» **Was erwartet wird**
Bitte schreib die gesamte Auflistung noch einmal ab und benenne dabei überall „service“ in „system“ um; alles Übrige bleibt unverändert.

» **Bereitgestellte Einträge**
------------------------------------------------------------------------

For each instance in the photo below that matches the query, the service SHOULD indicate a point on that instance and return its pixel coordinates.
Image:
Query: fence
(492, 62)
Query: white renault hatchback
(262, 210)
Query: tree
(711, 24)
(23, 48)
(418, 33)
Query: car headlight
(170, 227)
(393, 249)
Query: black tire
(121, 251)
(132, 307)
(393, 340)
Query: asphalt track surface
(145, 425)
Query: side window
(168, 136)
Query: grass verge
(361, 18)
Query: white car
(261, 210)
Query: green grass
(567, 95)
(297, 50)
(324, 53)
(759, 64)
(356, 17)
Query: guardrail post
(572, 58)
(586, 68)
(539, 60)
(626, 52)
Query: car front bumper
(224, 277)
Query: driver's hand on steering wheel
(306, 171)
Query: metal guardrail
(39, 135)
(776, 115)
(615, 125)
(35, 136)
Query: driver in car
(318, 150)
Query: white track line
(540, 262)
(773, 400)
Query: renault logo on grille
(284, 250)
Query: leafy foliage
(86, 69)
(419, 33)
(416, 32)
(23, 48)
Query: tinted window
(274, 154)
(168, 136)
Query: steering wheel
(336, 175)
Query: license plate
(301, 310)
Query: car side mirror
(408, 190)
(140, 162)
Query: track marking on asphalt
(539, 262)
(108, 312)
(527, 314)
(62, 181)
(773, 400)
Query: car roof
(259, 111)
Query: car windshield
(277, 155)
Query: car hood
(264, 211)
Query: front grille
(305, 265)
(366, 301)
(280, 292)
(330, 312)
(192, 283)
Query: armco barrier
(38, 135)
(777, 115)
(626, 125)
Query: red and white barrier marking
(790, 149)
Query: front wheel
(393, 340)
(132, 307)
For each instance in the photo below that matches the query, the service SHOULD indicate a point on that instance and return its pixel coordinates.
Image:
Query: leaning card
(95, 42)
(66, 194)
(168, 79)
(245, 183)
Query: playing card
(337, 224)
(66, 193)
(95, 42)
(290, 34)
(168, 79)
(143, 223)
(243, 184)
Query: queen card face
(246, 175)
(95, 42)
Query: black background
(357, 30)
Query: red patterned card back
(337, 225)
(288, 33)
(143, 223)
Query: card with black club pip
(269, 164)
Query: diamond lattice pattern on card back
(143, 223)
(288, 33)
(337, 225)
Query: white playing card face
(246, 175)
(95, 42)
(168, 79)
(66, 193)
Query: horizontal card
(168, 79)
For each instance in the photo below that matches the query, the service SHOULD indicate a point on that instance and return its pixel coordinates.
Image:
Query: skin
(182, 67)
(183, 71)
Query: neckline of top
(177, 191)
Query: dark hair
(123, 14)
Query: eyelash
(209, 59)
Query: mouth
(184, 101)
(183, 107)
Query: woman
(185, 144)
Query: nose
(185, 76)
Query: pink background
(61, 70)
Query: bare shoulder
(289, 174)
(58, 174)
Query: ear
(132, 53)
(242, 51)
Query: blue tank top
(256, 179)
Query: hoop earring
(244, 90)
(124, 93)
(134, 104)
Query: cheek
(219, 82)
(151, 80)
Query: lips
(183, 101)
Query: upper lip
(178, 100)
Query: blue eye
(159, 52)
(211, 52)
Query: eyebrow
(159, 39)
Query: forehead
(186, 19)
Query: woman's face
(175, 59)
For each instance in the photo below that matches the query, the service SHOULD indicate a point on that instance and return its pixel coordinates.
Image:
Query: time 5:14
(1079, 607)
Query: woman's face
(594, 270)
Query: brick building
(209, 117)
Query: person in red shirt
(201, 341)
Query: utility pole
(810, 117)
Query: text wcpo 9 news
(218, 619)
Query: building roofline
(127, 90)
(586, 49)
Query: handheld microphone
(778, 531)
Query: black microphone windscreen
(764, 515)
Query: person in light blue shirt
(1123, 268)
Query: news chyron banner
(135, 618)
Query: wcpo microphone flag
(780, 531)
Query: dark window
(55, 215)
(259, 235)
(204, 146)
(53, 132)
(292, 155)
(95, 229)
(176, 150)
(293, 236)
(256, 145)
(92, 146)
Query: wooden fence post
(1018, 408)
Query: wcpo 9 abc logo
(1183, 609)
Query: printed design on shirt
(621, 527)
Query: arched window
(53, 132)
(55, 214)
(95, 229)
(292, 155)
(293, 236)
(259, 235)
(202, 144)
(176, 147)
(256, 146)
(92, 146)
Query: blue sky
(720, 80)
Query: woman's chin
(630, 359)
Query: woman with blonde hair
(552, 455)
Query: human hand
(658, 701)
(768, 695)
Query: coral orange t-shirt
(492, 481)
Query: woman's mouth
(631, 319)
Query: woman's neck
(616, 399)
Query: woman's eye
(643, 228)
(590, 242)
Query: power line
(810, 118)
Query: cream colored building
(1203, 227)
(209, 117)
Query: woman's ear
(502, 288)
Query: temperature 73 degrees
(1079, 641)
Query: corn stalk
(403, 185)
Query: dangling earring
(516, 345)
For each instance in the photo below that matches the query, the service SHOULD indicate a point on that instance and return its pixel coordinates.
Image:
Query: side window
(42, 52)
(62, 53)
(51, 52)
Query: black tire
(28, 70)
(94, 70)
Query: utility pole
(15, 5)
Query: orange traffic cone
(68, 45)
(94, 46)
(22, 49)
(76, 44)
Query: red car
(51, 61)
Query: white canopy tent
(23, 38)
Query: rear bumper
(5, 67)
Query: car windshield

------------------------------------------------------------------------

» **Lösung der Aufgabe**
For each instance in the photo below that matches the query, the system SHOULD indicate a point on that instance and return its pixel coordinates.
Image:
Query: fence
(492, 62)
Query: white renault hatchback
(262, 210)
Query: tree
(711, 24)
(23, 48)
(418, 33)
Query: car headlight
(170, 227)
(393, 249)
Query: black tire
(121, 251)
(132, 307)
(393, 340)
Query: asphalt track surface
(145, 425)
Query: side window
(168, 136)
Query: grass verge
(361, 18)
Query: white car
(261, 210)
Query: green grass
(567, 95)
(297, 50)
(324, 53)
(759, 64)
(356, 17)
Query: guardrail post
(572, 58)
(586, 68)
(539, 60)
(626, 52)
Query: car front bumper
(224, 277)
Query: driver's hand on steering wheel
(306, 171)
Query: metal guardrail
(39, 135)
(776, 115)
(615, 125)
(35, 136)
Query: driver in car
(318, 150)
Query: white track line
(540, 262)
(773, 400)
Query: renault logo on grille
(284, 250)
Query: leafy foliage
(86, 69)
(419, 33)
(416, 32)
(23, 48)
Query: tinted window
(274, 154)
(168, 136)
Query: steering wheel
(336, 175)
Query: license plate
(301, 310)
Query: car side mirror
(408, 190)
(140, 162)
Query: track marking on asphalt
(539, 262)
(108, 312)
(527, 314)
(62, 181)
(773, 400)
Query: car roof
(259, 111)
Query: car windshield
(277, 155)
Query: car hood
(264, 211)
Query: front grille
(305, 265)
(366, 301)
(280, 292)
(330, 312)
(192, 283)
Query: armco barrier
(38, 135)
(777, 115)
(626, 125)
Query: red and white barrier marking
(790, 149)
Query: front wheel
(393, 340)
(132, 307)
For each instance in the photo below that matches the query, the system SHOULD indicate a point on that instance and return its pixel coordinates.
Image:
Query: leaning card
(95, 42)
(66, 194)
(168, 79)
(245, 183)
Query: playing card
(337, 224)
(66, 193)
(95, 42)
(290, 34)
(168, 79)
(143, 223)
(243, 184)
Query: queen card face
(246, 175)
(95, 42)
Query: black background
(357, 30)
Query: red patterned card back
(337, 225)
(288, 33)
(143, 223)
Query: card with black club pip
(269, 164)
Query: diamond lattice pattern on card back
(143, 223)
(288, 33)
(337, 225)
Query: white playing card face
(246, 175)
(95, 42)
(168, 79)
(66, 193)
Query: horizontal card
(168, 79)
For each instance in the photo below that matches the query, the system SHOULD indicate a point on that instance and return its pixel coordinates.
Image:
Query: skin
(182, 67)
(183, 71)
Query: neckline of top
(177, 191)
Query: dark hair
(123, 14)
Query: eyelash
(209, 59)
Query: mouth
(184, 101)
(183, 107)
Query: woman
(185, 144)
Query: nose
(185, 76)
Query: pink background
(61, 70)
Query: bare shoulder
(289, 174)
(58, 174)
Query: ear
(132, 53)
(242, 51)
Query: blue tank top
(256, 179)
Query: hoop earring
(244, 90)
(124, 93)
(134, 104)
Query: cheek
(219, 82)
(151, 80)
Query: lips
(183, 101)
Query: upper lip
(178, 100)
Query: blue eye
(159, 52)
(211, 52)
Query: eyebrow
(159, 39)
Query: forehead
(186, 19)
Query: woman's face
(175, 59)
For each instance in the photo below that matches the query, the system SHOULD indicate a point on that instance and return its pixel coordinates.
Image:
Query: time 5:14
(1079, 607)
Query: woman's face
(594, 270)
Query: brick building
(209, 117)
Query: person in red shirt
(201, 341)
Query: utility pole
(810, 117)
Query: text wcpo 9 news
(218, 619)
Query: building roofline
(127, 90)
(586, 49)
Query: handheld microphone
(778, 531)
Query: black microphone windscreen
(764, 515)
Query: person in light blue shirt
(1123, 268)
Query: news chyron banner
(135, 618)
Query: wcpo microphone flag
(780, 531)
Query: dark window
(55, 215)
(259, 235)
(204, 146)
(53, 132)
(292, 155)
(95, 229)
(176, 150)
(293, 236)
(256, 145)
(92, 146)
Query: wooden fence post
(1018, 408)
Query: wcpo 9 abc logo
(1183, 609)
Query: printed design on shirt
(621, 527)
Query: arched window
(53, 132)
(55, 214)
(95, 229)
(292, 155)
(293, 236)
(259, 235)
(202, 144)
(176, 147)
(256, 146)
(92, 146)
Query: blue sky
(720, 80)
Query: woman's chin
(630, 359)
Query: woman with blonde hair
(552, 455)
Query: human hand
(658, 701)
(768, 695)
Query: coral orange t-shirt
(492, 481)
Query: woman's mouth
(631, 319)
Query: woman's neck
(616, 399)
Query: woman's eye
(643, 228)
(590, 242)
Query: power line
(810, 118)
Query: cream colored building
(1203, 227)
(209, 117)
Query: woman's ear
(502, 288)
Query: temperature 73 degrees
(1079, 641)
Query: corn stalk
(403, 185)
Query: dangling earring
(516, 345)
For each instance in the photo below that matches the query, the system SHOULD indicate a point on that instance and return its pixel coordinates.
Image:
Query: side window
(42, 52)
(62, 53)
(51, 52)
Query: black tire
(28, 70)
(94, 70)
Query: utility pole
(15, 5)
Query: orange traffic cone
(68, 45)
(94, 46)
(22, 49)
(76, 44)
Query: red car
(51, 61)
Query: white canopy tent
(23, 38)
Query: rear bumper
(5, 67)
Query: car windshield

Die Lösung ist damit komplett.